▸ About this task: With nothing omitted, transcribe the entries exactly as written.

▸ Task inputs:

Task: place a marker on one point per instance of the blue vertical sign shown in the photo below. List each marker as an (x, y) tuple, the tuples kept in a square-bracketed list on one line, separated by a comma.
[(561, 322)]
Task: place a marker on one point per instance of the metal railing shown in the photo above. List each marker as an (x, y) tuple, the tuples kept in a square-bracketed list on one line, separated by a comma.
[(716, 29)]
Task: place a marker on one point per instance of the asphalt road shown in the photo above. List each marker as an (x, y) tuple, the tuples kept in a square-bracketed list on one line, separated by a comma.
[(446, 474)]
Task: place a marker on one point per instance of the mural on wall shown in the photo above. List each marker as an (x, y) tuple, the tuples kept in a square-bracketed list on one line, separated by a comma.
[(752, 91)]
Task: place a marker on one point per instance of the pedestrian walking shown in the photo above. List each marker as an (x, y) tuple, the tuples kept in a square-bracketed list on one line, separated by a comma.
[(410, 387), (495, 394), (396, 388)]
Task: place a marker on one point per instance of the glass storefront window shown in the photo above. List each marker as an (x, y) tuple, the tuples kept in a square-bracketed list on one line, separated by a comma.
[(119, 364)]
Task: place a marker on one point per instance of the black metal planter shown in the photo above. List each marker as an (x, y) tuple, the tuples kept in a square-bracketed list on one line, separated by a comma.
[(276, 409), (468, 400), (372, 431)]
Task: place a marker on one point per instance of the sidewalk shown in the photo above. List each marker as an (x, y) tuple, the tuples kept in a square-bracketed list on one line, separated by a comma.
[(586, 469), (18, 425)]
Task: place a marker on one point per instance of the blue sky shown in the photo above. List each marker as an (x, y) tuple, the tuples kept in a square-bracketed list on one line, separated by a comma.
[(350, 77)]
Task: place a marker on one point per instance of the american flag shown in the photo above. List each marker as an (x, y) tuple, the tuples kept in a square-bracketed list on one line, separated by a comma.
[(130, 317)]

▸ Task result:
Task: place a marker on one point per instance of the blue vertical sign shown in the photo below. List each marker as an (x, y) tuple, the tuples kept in a square-bracketed list on one line, separated by a comma.
[(561, 322)]
Task: place a marker on one point per instance of the metal railing shown in the photo above. List each marker as an (x, y) tuple, the tuples kept in a square-bracketed list on one line, separated by a comma.
[(716, 29)]
Task: place a marker on one point per instance of the asphalt road shown in the photo above. List each marker as an (x, y) tuple, the tuples kept in a square-bracketed list on one line, separated by a comma.
[(446, 474)]
Task: place a marker on one point per instance of the mural on wall shown in the photo above. List each marker as an (x, y) tuple, the tuples kept in a square-bracketed list on one line, separated by a comma.
[(752, 91)]
Task: place a marker on one point per instance of the pedestrian walking shown in the photo above. List each marker as an (x, y) tuple, the tuples kept in a square-bracketed list on one line, separated by a comma.
[(410, 387), (495, 394), (396, 388)]
Task: place a marker on one point per instance of the glass storefront window shown in the photo above. List each marker as an (x, y) tuple, the tuples kept in a square-bracketed list on one line, separated by a comma.
[(119, 364)]
Task: place a marker on one point per instance of the black metal planter shown in the photo above. List each marker as an (x, y) tuple, the tuples kept in a square-bracketed list on one line, separated by a comma.
[(276, 409), (468, 400), (372, 431)]
Task: place a marker on one point per instance of the sidewalk shown in the photo above. List each marker as an (x, y) tuple, the tuples kept in a square-bracketed list on one line, separated by a comma.
[(586, 469), (18, 425)]
Task: place a marker on one point per instance of the blue sky shown in the photo above. List each marker as an (x, y) tuple, the tuples kept in a square-bracketed list on one line, separated by a comma.
[(350, 77)]
Task: place a marker on one point per instance of the american flag shown in the photo above. List each marker as an (x, y) tuple, the tuples kept in a square-bracketed list on one line, separated by a comma.
[(130, 317)]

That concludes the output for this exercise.